-- GIVEN RECORDS follows --

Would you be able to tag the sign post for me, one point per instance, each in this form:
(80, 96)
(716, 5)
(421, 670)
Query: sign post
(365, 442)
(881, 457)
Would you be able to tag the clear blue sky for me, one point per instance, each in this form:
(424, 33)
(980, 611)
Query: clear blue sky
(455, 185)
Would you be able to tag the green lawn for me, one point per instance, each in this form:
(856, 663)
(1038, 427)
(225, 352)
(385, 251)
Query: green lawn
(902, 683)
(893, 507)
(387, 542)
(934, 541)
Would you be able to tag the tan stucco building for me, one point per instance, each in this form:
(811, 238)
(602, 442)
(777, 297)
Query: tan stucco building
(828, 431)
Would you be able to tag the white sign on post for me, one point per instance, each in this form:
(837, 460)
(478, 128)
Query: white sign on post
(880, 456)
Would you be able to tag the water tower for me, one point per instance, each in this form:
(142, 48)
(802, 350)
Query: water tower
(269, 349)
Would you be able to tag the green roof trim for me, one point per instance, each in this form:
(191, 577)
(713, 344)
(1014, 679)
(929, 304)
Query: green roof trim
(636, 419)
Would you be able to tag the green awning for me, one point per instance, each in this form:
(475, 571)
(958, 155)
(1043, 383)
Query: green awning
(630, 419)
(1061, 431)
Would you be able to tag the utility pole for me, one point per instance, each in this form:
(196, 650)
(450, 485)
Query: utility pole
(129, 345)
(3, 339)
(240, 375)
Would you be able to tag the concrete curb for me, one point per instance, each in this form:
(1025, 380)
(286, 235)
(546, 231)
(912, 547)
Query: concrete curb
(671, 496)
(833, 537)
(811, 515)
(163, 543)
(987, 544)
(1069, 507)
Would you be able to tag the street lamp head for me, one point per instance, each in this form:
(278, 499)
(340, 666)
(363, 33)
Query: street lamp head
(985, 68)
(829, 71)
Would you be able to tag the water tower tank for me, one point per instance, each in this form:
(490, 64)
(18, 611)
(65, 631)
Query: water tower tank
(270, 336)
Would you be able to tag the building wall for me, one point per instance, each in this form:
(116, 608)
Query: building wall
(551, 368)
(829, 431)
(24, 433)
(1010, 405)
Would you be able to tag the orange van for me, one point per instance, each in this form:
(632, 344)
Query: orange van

-- GIVEN RECORDS concluded --

HOW TO COMPLETE THIS TASK
For the word "orange", find all matching lines in the entries above and copy them out.

RESULT OF THE TASK
Would you be able to tag the orange van for me, one point per instance, each in this form:
Query: orange van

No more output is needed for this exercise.